_Task instructions_. What you hand back must match the records word for word, with no pictures.

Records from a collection
···
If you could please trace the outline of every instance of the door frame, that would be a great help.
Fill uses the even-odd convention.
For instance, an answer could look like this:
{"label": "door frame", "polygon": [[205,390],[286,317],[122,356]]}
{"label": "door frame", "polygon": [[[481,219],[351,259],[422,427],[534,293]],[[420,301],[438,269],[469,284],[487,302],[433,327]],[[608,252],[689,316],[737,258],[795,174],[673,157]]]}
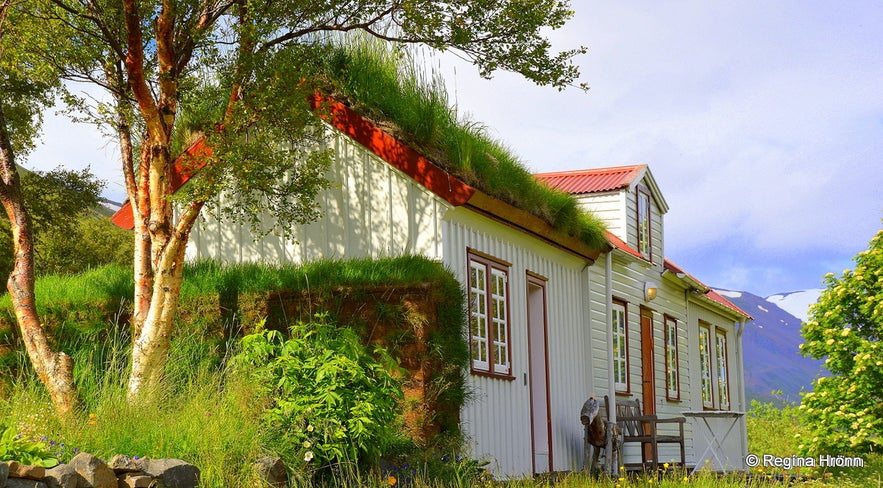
···
_Solution to the exercise_.
If you could please trace the outline of every instance of the door frame, that would be a great help.
Fill uses the even-odd convention.
For instance, an answer could look like this:
{"label": "door frame", "polygon": [[205,390],[286,317],[122,356]]}
{"label": "door frame", "polygon": [[[481,219],[351,259],[422,427],[534,293]],[[420,301],[438,269],[469,284],[487,302],[433,327]],[[608,252],[689,316],[737,258],[795,174],[673,157]]]}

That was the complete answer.